* Supplied records *
========

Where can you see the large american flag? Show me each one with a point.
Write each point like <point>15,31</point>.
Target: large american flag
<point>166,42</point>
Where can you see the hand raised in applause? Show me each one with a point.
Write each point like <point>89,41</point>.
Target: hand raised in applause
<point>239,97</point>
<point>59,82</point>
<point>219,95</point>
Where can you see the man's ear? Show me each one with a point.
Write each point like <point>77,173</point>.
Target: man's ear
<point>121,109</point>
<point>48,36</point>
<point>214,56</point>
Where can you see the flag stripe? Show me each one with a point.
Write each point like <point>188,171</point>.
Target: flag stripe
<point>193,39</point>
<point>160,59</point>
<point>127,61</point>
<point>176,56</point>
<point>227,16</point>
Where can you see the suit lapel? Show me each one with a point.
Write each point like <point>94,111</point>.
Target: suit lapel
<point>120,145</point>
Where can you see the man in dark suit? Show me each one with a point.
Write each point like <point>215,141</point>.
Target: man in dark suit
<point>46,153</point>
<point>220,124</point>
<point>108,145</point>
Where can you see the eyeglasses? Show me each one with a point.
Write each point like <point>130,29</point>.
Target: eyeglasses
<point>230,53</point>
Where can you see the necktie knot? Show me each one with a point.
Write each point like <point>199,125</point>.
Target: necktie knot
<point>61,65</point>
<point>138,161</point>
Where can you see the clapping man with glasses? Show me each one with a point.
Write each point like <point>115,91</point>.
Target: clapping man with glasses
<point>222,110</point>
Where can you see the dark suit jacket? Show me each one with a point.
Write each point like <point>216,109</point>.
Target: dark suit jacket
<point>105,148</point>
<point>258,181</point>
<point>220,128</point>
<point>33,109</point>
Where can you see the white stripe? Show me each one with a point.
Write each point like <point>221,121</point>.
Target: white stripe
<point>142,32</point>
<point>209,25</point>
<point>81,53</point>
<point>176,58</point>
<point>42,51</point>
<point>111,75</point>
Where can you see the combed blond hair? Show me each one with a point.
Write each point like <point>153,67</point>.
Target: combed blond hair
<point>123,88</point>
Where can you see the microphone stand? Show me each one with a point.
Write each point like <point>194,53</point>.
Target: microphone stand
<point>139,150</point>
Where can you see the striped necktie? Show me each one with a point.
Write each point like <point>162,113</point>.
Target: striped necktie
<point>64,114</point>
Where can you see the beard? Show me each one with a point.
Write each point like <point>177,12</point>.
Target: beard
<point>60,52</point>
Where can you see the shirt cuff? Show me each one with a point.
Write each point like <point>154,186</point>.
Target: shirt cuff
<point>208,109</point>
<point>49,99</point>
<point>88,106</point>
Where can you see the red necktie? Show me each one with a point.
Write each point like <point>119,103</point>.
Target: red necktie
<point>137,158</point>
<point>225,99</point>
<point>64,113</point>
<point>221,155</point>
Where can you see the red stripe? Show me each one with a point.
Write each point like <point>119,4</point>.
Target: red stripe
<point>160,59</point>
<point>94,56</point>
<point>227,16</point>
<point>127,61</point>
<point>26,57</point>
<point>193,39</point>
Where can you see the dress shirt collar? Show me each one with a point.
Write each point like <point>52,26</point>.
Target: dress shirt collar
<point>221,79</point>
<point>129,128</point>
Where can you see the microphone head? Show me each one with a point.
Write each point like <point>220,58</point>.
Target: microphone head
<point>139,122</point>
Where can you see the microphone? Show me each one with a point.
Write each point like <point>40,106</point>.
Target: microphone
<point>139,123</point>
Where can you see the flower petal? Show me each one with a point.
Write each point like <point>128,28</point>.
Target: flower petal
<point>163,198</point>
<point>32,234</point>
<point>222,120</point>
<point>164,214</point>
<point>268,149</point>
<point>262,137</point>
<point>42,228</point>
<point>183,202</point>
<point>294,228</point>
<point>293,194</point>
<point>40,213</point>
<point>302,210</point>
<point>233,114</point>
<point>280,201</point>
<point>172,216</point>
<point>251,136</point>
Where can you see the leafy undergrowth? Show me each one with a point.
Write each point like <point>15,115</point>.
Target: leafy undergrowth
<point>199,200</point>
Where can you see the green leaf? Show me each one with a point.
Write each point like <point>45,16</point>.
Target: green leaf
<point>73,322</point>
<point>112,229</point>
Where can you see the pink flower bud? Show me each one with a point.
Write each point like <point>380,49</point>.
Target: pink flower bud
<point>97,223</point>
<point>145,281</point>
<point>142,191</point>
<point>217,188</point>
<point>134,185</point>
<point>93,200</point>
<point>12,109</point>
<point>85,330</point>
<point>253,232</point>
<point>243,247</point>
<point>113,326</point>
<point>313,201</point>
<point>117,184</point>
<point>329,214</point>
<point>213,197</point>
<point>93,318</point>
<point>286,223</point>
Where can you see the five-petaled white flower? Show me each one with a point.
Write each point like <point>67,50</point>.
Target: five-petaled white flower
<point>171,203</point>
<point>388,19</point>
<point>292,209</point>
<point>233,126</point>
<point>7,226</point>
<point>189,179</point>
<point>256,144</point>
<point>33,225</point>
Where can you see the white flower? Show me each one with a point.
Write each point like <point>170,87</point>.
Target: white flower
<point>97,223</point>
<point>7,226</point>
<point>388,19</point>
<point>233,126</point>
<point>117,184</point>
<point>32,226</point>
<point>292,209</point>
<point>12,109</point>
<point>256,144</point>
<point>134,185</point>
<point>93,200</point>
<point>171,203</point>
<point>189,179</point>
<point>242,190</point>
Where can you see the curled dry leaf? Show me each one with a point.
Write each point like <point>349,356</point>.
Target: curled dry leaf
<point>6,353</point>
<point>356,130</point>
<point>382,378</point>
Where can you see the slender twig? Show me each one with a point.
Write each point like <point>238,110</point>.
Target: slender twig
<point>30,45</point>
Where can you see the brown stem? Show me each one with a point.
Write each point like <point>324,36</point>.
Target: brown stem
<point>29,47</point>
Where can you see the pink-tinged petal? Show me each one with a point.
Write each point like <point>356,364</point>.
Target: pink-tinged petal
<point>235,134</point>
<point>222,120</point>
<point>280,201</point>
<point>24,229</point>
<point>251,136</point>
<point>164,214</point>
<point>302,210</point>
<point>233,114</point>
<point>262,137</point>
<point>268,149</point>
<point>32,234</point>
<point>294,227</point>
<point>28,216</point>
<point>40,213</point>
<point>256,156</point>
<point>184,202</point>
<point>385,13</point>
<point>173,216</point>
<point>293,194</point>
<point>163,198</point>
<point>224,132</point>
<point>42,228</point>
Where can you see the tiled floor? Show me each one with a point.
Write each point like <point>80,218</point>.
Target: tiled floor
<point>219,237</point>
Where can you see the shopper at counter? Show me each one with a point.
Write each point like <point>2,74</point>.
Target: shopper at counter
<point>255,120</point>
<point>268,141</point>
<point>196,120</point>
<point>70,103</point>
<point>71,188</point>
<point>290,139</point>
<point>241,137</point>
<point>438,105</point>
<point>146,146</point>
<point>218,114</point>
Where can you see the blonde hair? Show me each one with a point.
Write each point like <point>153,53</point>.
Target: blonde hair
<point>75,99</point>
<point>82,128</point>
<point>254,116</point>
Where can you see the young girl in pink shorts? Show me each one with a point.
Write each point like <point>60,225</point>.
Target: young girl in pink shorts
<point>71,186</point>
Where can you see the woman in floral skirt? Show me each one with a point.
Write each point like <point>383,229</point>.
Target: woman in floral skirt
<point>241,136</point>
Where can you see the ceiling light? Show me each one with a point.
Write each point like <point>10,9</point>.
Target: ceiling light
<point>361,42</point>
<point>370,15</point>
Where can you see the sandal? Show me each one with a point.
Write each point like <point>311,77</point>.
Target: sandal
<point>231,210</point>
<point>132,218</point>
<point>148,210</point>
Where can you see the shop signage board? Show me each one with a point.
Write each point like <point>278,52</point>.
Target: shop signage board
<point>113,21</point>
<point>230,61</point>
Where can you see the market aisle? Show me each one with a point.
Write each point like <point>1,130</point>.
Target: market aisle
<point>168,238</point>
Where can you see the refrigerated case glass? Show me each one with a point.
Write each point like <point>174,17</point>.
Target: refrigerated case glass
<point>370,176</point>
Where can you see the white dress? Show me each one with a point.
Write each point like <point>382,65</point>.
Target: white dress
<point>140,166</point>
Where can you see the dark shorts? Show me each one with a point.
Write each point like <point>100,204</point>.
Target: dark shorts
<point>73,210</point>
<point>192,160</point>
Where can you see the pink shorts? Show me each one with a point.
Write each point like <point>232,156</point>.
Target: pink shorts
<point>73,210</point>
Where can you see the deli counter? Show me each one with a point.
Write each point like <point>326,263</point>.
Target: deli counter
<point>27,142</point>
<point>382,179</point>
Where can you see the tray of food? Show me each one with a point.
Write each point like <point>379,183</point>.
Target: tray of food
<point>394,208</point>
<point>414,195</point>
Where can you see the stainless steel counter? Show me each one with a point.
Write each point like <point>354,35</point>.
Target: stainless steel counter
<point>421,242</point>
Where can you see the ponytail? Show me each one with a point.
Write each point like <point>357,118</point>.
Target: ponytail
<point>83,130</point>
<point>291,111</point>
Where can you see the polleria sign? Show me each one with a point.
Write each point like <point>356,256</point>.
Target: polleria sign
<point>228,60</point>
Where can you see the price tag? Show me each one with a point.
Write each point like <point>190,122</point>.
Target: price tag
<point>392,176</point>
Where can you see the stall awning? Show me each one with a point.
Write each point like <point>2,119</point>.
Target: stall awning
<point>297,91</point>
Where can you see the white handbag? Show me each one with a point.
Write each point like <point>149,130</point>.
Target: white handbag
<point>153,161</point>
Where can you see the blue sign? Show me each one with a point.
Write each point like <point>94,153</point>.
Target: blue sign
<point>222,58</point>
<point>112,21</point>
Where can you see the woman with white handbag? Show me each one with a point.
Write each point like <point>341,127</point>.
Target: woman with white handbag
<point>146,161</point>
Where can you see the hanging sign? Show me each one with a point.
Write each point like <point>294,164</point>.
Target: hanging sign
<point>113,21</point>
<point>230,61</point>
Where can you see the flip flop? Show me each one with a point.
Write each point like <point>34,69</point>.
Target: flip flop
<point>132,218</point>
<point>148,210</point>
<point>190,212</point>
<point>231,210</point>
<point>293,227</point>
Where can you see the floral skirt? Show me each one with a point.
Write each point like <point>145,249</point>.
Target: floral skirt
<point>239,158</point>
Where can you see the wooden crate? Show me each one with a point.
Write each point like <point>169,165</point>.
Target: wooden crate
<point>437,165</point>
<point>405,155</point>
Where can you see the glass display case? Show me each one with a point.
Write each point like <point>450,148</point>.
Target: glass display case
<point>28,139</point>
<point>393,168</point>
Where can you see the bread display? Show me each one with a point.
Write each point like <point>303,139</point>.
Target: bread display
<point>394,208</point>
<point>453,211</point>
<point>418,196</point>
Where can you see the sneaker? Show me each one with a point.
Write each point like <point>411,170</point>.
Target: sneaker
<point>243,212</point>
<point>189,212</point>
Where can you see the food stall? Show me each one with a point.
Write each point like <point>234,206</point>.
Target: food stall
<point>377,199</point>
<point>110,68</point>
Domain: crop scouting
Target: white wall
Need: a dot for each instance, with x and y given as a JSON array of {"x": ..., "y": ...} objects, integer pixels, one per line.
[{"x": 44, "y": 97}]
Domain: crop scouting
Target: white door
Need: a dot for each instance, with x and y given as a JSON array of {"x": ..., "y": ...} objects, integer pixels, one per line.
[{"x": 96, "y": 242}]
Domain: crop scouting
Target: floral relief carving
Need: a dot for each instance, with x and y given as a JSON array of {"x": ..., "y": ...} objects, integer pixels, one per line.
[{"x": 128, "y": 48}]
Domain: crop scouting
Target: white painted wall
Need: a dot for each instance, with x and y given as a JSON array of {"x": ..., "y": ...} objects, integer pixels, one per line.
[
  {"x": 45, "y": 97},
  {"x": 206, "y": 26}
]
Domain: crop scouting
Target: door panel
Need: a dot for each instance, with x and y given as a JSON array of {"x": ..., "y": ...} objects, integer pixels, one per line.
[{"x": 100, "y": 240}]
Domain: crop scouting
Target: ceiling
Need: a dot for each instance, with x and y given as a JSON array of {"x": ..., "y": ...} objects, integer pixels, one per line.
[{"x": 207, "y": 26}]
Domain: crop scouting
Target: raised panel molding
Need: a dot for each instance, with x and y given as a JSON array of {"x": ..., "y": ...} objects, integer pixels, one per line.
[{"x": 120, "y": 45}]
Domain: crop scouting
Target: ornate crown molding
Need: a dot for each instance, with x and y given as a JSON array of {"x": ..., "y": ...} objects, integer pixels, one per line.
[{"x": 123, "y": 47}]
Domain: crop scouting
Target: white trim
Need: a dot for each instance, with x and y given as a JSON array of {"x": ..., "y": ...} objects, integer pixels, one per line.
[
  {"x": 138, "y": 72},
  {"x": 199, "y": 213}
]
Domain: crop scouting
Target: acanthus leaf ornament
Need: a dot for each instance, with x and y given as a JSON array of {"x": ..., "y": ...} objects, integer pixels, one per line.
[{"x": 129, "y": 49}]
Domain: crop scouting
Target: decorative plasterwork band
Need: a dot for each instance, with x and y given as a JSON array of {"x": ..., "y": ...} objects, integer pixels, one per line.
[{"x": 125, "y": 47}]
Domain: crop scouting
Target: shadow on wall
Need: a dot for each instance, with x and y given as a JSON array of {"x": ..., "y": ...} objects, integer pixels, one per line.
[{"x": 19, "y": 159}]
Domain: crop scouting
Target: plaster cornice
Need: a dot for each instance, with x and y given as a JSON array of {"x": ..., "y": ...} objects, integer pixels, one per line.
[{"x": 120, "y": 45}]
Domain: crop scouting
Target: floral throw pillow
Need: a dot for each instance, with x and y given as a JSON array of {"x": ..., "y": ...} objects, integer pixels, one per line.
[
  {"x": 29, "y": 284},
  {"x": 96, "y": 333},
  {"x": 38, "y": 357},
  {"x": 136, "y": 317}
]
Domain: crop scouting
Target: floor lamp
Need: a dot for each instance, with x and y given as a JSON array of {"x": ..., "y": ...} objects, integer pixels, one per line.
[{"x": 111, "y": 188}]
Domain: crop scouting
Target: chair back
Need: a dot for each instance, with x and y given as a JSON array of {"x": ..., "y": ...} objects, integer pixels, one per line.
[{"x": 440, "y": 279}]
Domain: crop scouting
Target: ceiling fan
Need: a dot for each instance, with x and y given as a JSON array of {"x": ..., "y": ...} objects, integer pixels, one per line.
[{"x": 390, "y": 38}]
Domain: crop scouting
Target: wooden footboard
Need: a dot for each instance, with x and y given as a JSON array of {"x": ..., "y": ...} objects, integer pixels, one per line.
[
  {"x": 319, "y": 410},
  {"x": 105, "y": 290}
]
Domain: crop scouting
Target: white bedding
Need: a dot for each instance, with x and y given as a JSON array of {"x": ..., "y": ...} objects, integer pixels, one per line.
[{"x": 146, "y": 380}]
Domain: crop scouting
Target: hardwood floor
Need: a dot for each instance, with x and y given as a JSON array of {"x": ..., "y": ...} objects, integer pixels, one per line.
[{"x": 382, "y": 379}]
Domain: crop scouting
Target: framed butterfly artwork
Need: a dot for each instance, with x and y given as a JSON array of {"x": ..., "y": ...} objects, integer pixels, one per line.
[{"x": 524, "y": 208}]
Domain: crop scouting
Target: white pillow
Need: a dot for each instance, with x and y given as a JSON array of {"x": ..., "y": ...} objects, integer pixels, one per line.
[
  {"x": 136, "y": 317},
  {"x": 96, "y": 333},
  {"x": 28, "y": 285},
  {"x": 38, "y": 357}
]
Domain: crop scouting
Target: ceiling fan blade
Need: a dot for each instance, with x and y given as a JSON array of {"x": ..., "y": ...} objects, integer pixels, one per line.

========

* Work to complete *
From the records above, copy each line in which the string "panel" occurs.

* Exercise solution *
Target: door panel
Target: raised panel molding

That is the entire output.